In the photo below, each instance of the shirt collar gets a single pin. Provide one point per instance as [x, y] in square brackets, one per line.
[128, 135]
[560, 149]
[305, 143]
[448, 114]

- PROBLEM STATEMENT: Write out all of the records above line for line, without changing a single character.

- RESULT OF THE EXERCISE:
In the photo below, each instance of the shirt collar gets a single pin. Provide one point per instance as [x, y] in square brackets, one per line.
[128, 135]
[560, 149]
[305, 143]
[448, 114]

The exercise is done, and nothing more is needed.